=== What you need to do ===
Reproduce every record below exactly as written, leaving out any pictures.

=== Extracted entries ===
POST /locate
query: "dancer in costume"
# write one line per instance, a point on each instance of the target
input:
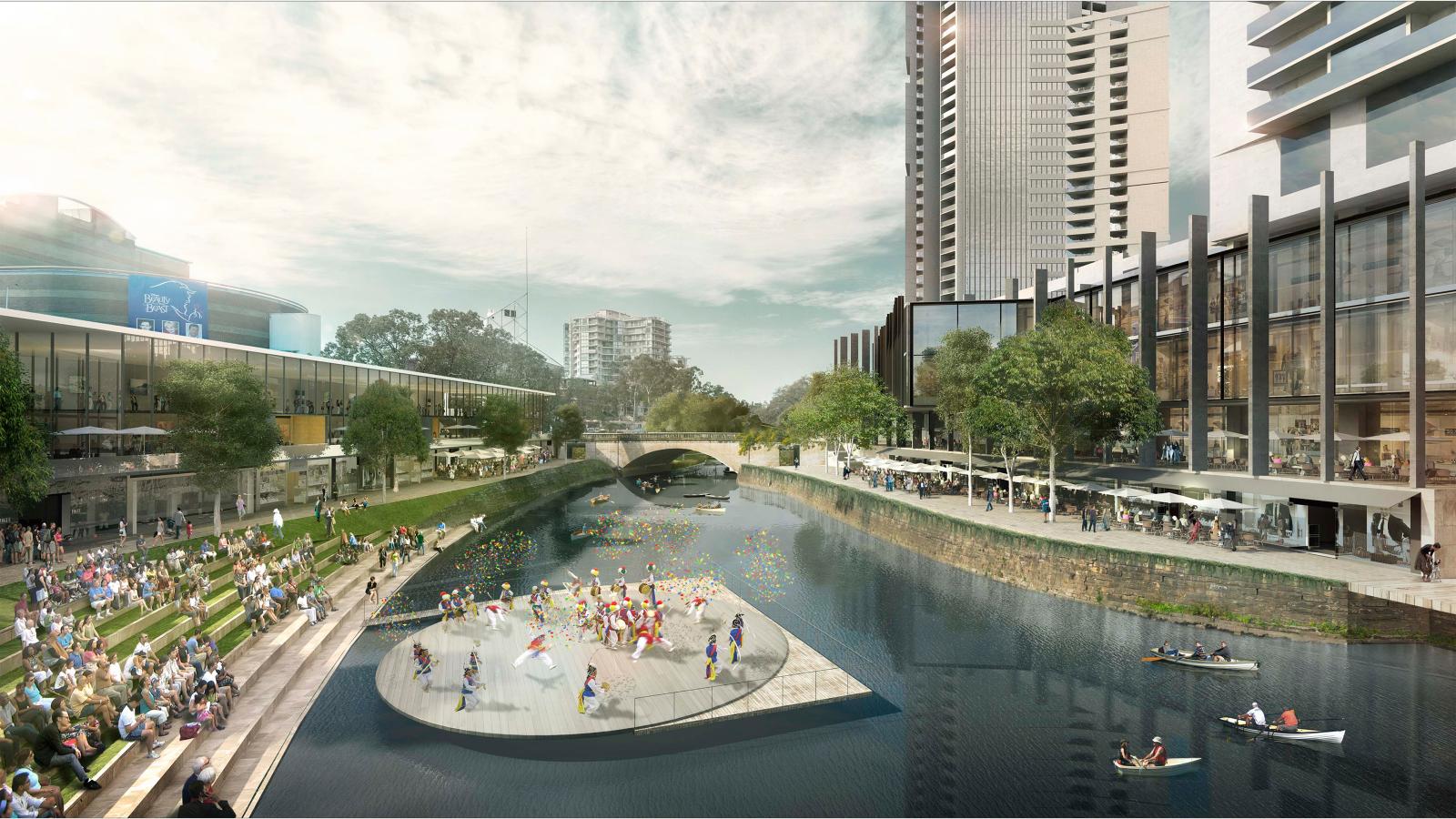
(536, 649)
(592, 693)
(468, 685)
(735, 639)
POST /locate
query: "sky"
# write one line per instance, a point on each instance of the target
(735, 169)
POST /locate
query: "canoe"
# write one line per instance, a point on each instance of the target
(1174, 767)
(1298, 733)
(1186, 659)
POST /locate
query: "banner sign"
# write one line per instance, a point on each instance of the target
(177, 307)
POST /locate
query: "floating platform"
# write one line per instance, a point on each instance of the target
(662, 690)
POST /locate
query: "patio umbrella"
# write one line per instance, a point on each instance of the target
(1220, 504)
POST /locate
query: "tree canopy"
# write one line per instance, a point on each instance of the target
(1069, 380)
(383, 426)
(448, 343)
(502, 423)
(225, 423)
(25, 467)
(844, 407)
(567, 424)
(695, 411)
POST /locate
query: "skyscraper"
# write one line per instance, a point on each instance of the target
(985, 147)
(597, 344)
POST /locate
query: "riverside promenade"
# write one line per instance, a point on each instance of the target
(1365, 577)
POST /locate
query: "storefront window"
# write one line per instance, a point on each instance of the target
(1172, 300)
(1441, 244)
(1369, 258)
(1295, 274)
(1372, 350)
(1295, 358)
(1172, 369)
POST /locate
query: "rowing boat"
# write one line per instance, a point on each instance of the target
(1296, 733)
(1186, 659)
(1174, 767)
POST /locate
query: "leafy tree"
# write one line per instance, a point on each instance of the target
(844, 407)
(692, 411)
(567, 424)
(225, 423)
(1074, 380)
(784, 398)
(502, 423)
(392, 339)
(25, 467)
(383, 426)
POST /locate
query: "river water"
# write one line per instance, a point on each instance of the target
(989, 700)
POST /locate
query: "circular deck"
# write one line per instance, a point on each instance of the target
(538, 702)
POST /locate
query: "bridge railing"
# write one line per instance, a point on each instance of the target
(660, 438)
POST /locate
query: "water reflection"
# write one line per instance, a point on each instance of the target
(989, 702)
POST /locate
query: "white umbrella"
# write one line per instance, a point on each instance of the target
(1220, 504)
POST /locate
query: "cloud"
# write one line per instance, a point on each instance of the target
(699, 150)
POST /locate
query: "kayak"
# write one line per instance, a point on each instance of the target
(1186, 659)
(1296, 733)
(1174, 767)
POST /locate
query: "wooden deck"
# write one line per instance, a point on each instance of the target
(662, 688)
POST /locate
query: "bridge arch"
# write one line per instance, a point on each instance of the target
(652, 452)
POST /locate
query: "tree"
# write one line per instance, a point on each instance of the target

=== Solution to the exercise ===
POST /locate
query: "dancer in costume"
# write one line per instance, a point on each instance of the target
input:
(536, 649)
(592, 693)
(468, 685)
(735, 639)
POST /locate
query: "sky"
# write one line per instance, a point on each instance of the target
(735, 169)
POST /locate
query: "canoe"
# write one line per instance, a point on each instance of the target
(1174, 767)
(1298, 733)
(1186, 659)
POST /locate
query: "banner sign"
# write one line per instance, a point on each instance of the target
(177, 307)
POST /locate
query: "floating platform"
# write one line per instance, a point on each instance of the target
(662, 690)
POST /locate
query: "patio umbrella"
# write one line per instance, a point on each instance of the target
(1220, 504)
POST /locate
query: "tree canopy"
# write one line per instance, a point on each instance of the target
(1069, 380)
(383, 426)
(448, 343)
(502, 423)
(225, 423)
(25, 467)
(844, 407)
(567, 424)
(695, 411)
POST /locate
query: "skyscraper"
# write one line per instance, a point on each instance of the target
(985, 147)
(597, 344)
POST /locate
query: "riverside promenade"
# write one line per instance, a point on each instance of the target
(1365, 577)
POST /locate
query: "storefront window"
# write one line per instance, a point on each instance of the target
(1172, 300)
(1441, 244)
(1369, 258)
(1295, 274)
(1372, 350)
(1295, 358)
(1172, 369)
POST /locate
query: "rowing boat"
# write one line per instance, a point on each instance of the target
(1296, 733)
(1186, 659)
(1174, 767)
POST /locate
query: "leafy tree"
# write one line per instance, a point on each instance of the target
(844, 407)
(692, 411)
(567, 424)
(225, 423)
(1074, 380)
(784, 398)
(502, 423)
(392, 339)
(25, 467)
(383, 426)
POST /locate
query: "river water"
# write one line per instance, a point on each instance of the target
(989, 700)
POST /locate
query: "circular deck"
# write one line per instance, a point on each instance of the target
(538, 702)
POST /locate
query: "bridge railing"
# write one line per instance, a point on each instance of the target
(660, 438)
POST /locate
query: "water reflection"
# write one line per instance, a point on each instance of the target
(989, 702)
POST /locate
query: "white umbrella"
# write one line per instance, a point on each instance of the target
(1220, 504)
POST /locate
query: "cloud"
# write one line per instance, a point on each instance of the target
(699, 150)
POST /locate
query: "kayak"
# write one line per instance, a point on each instance of the target
(1186, 659)
(1296, 733)
(1174, 767)
POST /locate
query: "wooden deck"
# write one line per instance, a point on each instance of the target
(662, 688)
POST /locate
query: "bridge arch"
# write one line per instance, a point on each instance of the target
(652, 452)
POST /locate
query: "tree"
# write one line per instance, a point on each instance of the target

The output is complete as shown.